What to work on:
Render every line of the rows below as a Markdown table with two columns, Number and Row Line, numbering the lines in order and leaving out any blank lines.

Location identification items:
↓↓↓
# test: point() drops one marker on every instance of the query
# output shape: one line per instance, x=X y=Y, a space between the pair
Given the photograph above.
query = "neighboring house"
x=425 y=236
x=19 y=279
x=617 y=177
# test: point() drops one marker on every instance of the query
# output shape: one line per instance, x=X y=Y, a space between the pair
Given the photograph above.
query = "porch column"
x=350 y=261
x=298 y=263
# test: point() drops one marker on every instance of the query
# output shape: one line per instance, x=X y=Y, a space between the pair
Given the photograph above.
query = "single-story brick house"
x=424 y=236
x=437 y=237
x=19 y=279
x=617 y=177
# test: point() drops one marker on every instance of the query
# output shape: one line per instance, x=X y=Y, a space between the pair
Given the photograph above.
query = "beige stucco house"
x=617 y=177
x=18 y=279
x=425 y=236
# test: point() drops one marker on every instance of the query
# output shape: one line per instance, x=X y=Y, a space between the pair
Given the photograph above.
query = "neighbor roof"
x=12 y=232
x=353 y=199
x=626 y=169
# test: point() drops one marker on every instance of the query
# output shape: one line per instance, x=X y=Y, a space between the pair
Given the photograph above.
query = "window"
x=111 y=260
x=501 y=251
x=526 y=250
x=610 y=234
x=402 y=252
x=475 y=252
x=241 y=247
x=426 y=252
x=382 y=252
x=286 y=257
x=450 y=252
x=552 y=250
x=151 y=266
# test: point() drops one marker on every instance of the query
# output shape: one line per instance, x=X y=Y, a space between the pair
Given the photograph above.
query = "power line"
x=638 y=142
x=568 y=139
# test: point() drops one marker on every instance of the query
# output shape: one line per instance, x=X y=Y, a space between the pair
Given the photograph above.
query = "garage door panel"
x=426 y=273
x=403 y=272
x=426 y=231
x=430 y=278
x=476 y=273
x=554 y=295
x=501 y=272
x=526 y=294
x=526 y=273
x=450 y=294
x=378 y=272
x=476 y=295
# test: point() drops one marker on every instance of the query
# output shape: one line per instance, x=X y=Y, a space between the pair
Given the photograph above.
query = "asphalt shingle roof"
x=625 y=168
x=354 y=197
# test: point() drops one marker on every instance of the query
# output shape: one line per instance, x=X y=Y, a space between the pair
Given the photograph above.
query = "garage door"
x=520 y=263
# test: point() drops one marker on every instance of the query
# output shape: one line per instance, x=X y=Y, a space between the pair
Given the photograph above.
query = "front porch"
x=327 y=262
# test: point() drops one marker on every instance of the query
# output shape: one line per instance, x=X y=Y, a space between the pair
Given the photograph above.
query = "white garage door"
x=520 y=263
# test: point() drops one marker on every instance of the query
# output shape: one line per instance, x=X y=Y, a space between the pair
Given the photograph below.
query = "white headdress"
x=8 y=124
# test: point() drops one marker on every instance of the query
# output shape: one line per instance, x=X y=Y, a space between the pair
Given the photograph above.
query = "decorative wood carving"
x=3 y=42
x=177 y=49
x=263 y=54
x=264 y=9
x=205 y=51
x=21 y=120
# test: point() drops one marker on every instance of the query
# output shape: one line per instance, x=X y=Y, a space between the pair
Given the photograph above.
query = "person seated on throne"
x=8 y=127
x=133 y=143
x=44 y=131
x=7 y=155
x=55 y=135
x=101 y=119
↑↑↑
Written solution:
| Number | Row Line |
|---|---|
| 1 | # test: point() drops one marker on every instance of the query |
| 2 | # output shape: one line per instance, x=X y=Y, a space between the pair |
| 3 | Given the photograph above. |
| 4 | query = "neighboring house" |
| 5 | x=425 y=236 |
| 6 | x=19 y=279 |
| 7 | x=617 y=177 |
| 8 | # test: point() drops one marker on every instance of the query |
| 9 | # output shape: one line per instance, x=X y=Y, a space between the pair |
| 10 | Given the photograph above. |
| 11 | query = "porch column" |
| 12 | x=350 y=261 |
| 13 | x=298 y=263 |
| 14 | # test: point() drops one marker on every instance of the query |
| 15 | # output shape: one line per instance, x=X y=Y, a space between the pair |
| 16 | Given the photograph above. |
| 17 | query = "single-story brick house" |
| 18 | x=424 y=236 |
| 19 | x=437 y=237 |
| 20 | x=19 y=279 |
| 21 | x=617 y=177 |
| 22 | # test: point() drops one marker on every instance of the query |
| 23 | # output shape: one line per instance, x=X y=Y, a space between the pair |
| 24 | Given the photograph above. |
| 25 | query = "beige stucco house" |
| 26 | x=617 y=177 |
| 27 | x=18 y=279 |
| 28 | x=425 y=236 |
| 29 | # test: point() drops one marker on every instance of the query |
| 30 | # output shape: one line per instance, x=X y=Y, a space between the pair |
| 31 | Given the photograph above. |
| 32 | query = "neighbor roof" |
| 33 | x=12 y=232 |
| 34 | x=353 y=199 |
| 35 | x=626 y=169 |
| 36 | # test: point() drops one marker on every instance of the query |
| 37 | # output shape: one line per instance, x=X y=Y, a space between the pair |
| 38 | Given the photograph above. |
| 39 | query = "window" |
| 40 | x=111 y=260 |
| 41 | x=501 y=251 |
| 42 | x=526 y=250 |
| 43 | x=610 y=234 |
| 44 | x=402 y=252 |
| 45 | x=475 y=252 |
| 46 | x=241 y=247 |
| 47 | x=426 y=252 |
| 48 | x=382 y=252 |
| 49 | x=286 y=257 |
| 50 | x=450 y=252 |
| 51 | x=552 y=250 |
| 52 | x=151 y=266 |
| 53 | # test: point() drops one marker on every instance of the query |
| 54 | # output shape: one line per instance, x=X y=Y, a space between the pair |
| 55 | Given the photograph above. |
| 56 | query = "power line" |
| 57 | x=638 y=142 |
| 58 | x=568 y=139 |
| 59 | # test: point() drops one marker on every instance of the query |
| 60 | # output shape: one line per instance, x=X y=Y, a space between the pair |
| 61 | Given the photograph above. |
| 62 | query = "garage door panel" |
| 63 | x=426 y=273 |
| 64 | x=403 y=272 |
| 65 | x=426 y=231 |
| 66 | x=430 y=278 |
| 67 | x=476 y=273 |
| 68 | x=554 y=295 |
| 69 | x=501 y=272 |
| 70 | x=526 y=294 |
| 71 | x=526 y=273 |
| 72 | x=450 y=294 |
| 73 | x=378 y=272 |
| 74 | x=476 y=295 |
| 75 | # test: point() drops one marker on every instance of the query |
| 76 | # output shape: one line per instance, x=X y=Y, a space between the pair |
| 77 | Given the photograph above. |
| 78 | query = "asphalt shingle roof" |
| 79 | x=625 y=168 |
| 80 | x=354 y=197 |
| 81 | # test: point() drops one marker on every instance of the query |
| 82 | # output shape: one line per instance, x=X y=Y, a space between the pair |
| 83 | Given the photograph above. |
| 84 | query = "garage door" |
| 85 | x=520 y=263 |
| 86 | # test: point() drops one marker on every instance of the query |
| 87 | # output shape: one line per instance, x=X y=Y, a space between the pair |
| 88 | Given the photograph above. |
| 89 | query = "front porch" |
| 90 | x=327 y=262 |
| 91 | # test: point() drops one marker on every instance of the query |
| 92 | # output shape: one line per instance, x=X y=Y, a space between the pair |
| 93 | Given the photograph above. |
| 94 | query = "white garage door" |
| 95 | x=520 y=263 |
| 96 | # test: point() drops one marker on every instance of the query |
| 97 | # output shape: one line per instance, x=X y=Y, a space between the pair |
| 98 | Given the photograph below. |
| 99 | query = "white headdress" |
| 100 | x=8 y=124 |
| 101 | # test: point() drops one marker on every instance of the query |
| 102 | # output shape: one line per instance, x=X y=Y, a space between the pair |
| 103 | Given the photograph above. |
| 104 | query = "decorative wood carving" |
| 105 | x=3 y=42 |
| 106 | x=177 y=49 |
| 107 | x=263 y=54 |
| 108 | x=264 y=9 |
| 109 | x=205 y=51 |
| 110 | x=21 y=120 |
| 111 | # test: point() drops one marker on every instance of the query |
| 112 | # output shape: one line per instance, x=X y=Y, a space between the pair |
| 113 | Given the photograph above. |
| 114 | query = "person seated on throne" |
| 115 | x=8 y=127 |
| 116 | x=133 y=143 |
| 117 | x=44 y=131 |
| 118 | x=7 y=155 |
| 119 | x=55 y=135 |
| 120 | x=101 y=119 |